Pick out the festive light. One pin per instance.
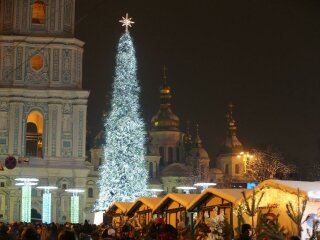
(123, 175)
(74, 204)
(26, 184)
(186, 189)
(46, 203)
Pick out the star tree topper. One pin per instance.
(126, 21)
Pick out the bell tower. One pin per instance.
(43, 108)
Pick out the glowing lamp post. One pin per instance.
(46, 203)
(204, 185)
(246, 156)
(186, 189)
(155, 191)
(74, 209)
(26, 184)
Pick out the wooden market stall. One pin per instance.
(276, 195)
(173, 207)
(143, 207)
(223, 200)
(117, 212)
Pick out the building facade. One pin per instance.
(175, 158)
(43, 108)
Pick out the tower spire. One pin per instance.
(232, 142)
(231, 123)
(165, 119)
(198, 141)
(165, 75)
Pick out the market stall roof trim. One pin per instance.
(151, 202)
(288, 186)
(231, 195)
(123, 206)
(181, 198)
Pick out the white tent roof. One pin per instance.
(230, 194)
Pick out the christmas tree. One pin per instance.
(123, 174)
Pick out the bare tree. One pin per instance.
(267, 164)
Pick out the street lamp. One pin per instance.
(46, 203)
(204, 185)
(246, 156)
(74, 206)
(26, 184)
(155, 191)
(186, 189)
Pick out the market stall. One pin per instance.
(216, 201)
(117, 212)
(173, 207)
(275, 196)
(143, 208)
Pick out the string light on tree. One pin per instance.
(123, 175)
(46, 203)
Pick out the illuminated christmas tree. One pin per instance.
(123, 174)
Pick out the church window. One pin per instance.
(161, 152)
(157, 170)
(37, 62)
(151, 170)
(237, 168)
(33, 192)
(178, 154)
(170, 155)
(34, 134)
(38, 12)
(90, 192)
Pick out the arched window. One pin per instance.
(151, 170)
(237, 169)
(34, 134)
(38, 12)
(161, 152)
(226, 169)
(90, 192)
(170, 155)
(178, 154)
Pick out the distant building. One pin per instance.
(175, 158)
(43, 108)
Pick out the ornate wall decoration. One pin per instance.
(19, 63)
(8, 15)
(67, 123)
(66, 65)
(56, 64)
(7, 64)
(67, 108)
(25, 14)
(3, 106)
(52, 15)
(41, 76)
(80, 137)
(54, 132)
(16, 129)
(34, 106)
(67, 15)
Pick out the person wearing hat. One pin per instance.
(246, 232)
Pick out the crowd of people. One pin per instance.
(156, 230)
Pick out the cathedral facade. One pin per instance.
(43, 108)
(175, 158)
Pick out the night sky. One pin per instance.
(263, 55)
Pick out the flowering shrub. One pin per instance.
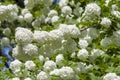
(60, 40)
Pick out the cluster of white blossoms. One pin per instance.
(8, 12)
(65, 73)
(60, 42)
(111, 76)
(92, 9)
(23, 36)
(105, 22)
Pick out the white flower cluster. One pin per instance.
(52, 17)
(49, 65)
(8, 12)
(23, 36)
(15, 66)
(63, 34)
(111, 76)
(43, 76)
(106, 22)
(66, 73)
(30, 65)
(92, 9)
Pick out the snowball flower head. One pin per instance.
(66, 10)
(54, 19)
(23, 36)
(116, 14)
(30, 65)
(30, 49)
(20, 18)
(106, 22)
(111, 76)
(59, 59)
(82, 54)
(29, 3)
(24, 11)
(105, 42)
(43, 76)
(27, 79)
(28, 17)
(96, 53)
(83, 43)
(49, 65)
(16, 78)
(52, 13)
(93, 33)
(56, 35)
(5, 41)
(7, 31)
(41, 37)
(66, 73)
(15, 66)
(69, 30)
(63, 3)
(92, 9)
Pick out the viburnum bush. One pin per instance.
(60, 40)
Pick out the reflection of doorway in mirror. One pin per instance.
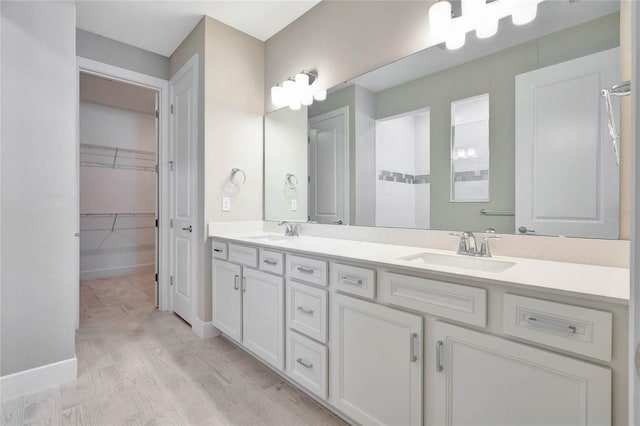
(470, 149)
(402, 145)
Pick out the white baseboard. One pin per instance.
(116, 272)
(36, 379)
(204, 330)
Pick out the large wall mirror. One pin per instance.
(507, 134)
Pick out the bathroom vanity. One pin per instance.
(396, 335)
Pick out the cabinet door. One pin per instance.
(263, 316)
(486, 380)
(376, 364)
(227, 299)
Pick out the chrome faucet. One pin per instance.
(291, 230)
(468, 247)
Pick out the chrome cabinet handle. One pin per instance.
(349, 280)
(305, 311)
(524, 230)
(551, 325)
(439, 346)
(413, 342)
(305, 270)
(304, 363)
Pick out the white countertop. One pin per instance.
(593, 282)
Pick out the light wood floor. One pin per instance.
(138, 366)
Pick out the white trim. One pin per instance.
(35, 379)
(162, 87)
(344, 111)
(198, 222)
(204, 330)
(634, 303)
(116, 272)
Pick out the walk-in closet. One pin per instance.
(118, 179)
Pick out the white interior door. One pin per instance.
(328, 157)
(567, 180)
(183, 191)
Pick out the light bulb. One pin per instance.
(524, 11)
(295, 104)
(440, 19)
(278, 96)
(306, 98)
(320, 95)
(302, 80)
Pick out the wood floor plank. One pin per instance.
(139, 366)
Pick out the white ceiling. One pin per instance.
(160, 26)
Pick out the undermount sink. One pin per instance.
(271, 238)
(459, 261)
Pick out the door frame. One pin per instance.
(190, 65)
(344, 112)
(101, 69)
(634, 303)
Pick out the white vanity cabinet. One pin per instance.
(480, 379)
(248, 306)
(375, 362)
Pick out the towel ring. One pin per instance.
(291, 181)
(235, 180)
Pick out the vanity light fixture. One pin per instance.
(481, 16)
(297, 91)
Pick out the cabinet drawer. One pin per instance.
(572, 328)
(310, 270)
(271, 261)
(456, 302)
(307, 310)
(243, 254)
(307, 363)
(220, 250)
(354, 280)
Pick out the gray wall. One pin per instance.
(109, 51)
(39, 192)
(344, 39)
(231, 109)
(494, 74)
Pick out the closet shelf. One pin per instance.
(107, 224)
(116, 158)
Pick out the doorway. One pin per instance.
(118, 181)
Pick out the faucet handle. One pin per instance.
(485, 251)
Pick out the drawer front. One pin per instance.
(453, 301)
(307, 363)
(354, 280)
(310, 270)
(243, 254)
(572, 328)
(271, 261)
(220, 250)
(307, 310)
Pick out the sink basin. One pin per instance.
(271, 238)
(459, 261)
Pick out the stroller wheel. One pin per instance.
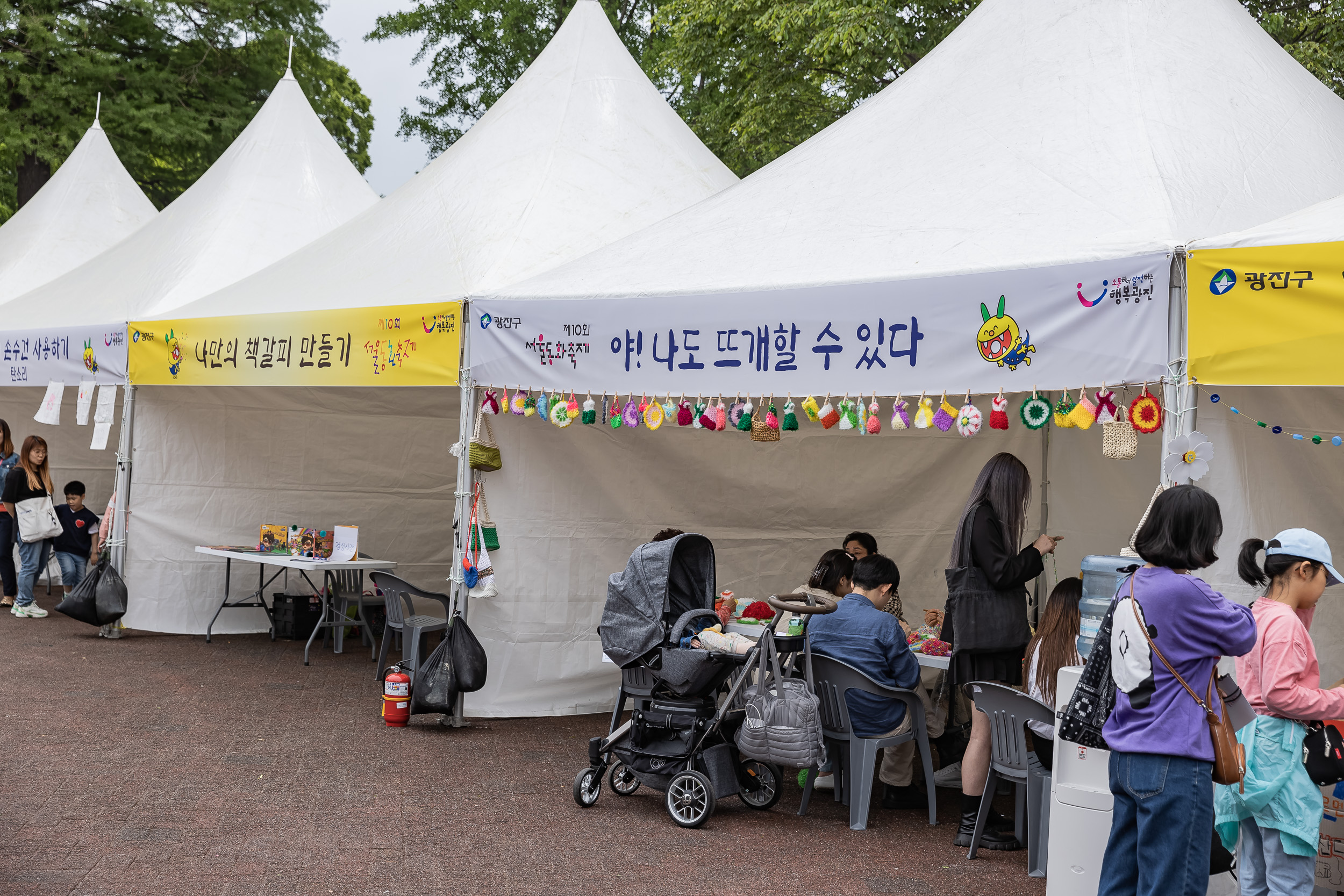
(690, 798)
(588, 787)
(623, 779)
(767, 777)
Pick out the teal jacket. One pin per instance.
(1278, 792)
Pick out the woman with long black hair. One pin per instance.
(988, 632)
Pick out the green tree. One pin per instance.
(477, 49)
(179, 81)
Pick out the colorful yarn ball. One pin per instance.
(1034, 413)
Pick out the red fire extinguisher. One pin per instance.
(397, 698)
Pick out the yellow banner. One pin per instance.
(394, 346)
(1268, 315)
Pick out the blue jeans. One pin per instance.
(1264, 867)
(72, 567)
(34, 558)
(1162, 827)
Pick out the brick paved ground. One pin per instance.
(162, 765)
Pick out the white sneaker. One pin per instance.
(948, 777)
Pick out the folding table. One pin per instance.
(303, 566)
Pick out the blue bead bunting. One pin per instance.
(1297, 437)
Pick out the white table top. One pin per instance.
(297, 563)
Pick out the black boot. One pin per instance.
(907, 797)
(991, 838)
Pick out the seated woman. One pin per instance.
(1054, 647)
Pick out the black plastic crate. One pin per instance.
(296, 617)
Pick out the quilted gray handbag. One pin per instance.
(783, 715)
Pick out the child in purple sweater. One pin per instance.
(1162, 754)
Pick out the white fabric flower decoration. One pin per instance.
(1189, 457)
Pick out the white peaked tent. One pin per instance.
(283, 183)
(581, 151)
(1041, 132)
(89, 205)
(280, 184)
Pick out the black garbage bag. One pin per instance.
(112, 593)
(82, 601)
(436, 685)
(468, 656)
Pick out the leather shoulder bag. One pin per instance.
(1229, 755)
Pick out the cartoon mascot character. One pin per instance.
(174, 354)
(1002, 342)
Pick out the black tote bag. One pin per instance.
(983, 618)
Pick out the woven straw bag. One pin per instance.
(760, 432)
(1119, 440)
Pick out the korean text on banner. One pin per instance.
(396, 346)
(1267, 315)
(1055, 328)
(33, 358)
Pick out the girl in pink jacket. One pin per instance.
(1278, 816)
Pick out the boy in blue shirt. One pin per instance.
(77, 546)
(862, 634)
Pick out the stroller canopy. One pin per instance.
(662, 578)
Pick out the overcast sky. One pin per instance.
(383, 69)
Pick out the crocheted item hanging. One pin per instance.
(924, 414)
(1146, 414)
(1105, 406)
(1085, 413)
(968, 420)
(828, 415)
(945, 417)
(899, 418)
(561, 413)
(654, 415)
(745, 417)
(1034, 413)
(1062, 410)
(999, 413)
__________
Reproduce the stretch of the records above from the line containing "Pick out the leather" through the end of the records, word for word.

== WRITTEN SOLUTION ==
Pick out the leather shoulder bag. One pin per instance.
(1229, 755)
Pick out the cartoon mascot character. One pin per instance.
(174, 354)
(1002, 342)
Pick out the black tote bag. One pin per instance.
(983, 618)
Pick out the woven straw bag. One pin per instance.
(760, 432)
(1119, 440)
Pick out the korean text on banner. One pin per instance.
(396, 346)
(1267, 315)
(1055, 328)
(33, 358)
Pick out the girl in pink jacket. One pin per instance.
(1278, 816)
Pick out the boy in blue shirt. One pin per instance.
(77, 546)
(862, 634)
Pick out the stroller canopy. One pin per instance.
(662, 578)
Pick out the overcast sky. One pin per instance.
(383, 69)
Pick out the crocheted item hanging. One pin per instance.
(924, 414)
(1146, 414)
(1105, 406)
(1085, 413)
(968, 420)
(828, 415)
(945, 417)
(899, 418)
(561, 413)
(654, 415)
(745, 417)
(1034, 413)
(1062, 410)
(999, 413)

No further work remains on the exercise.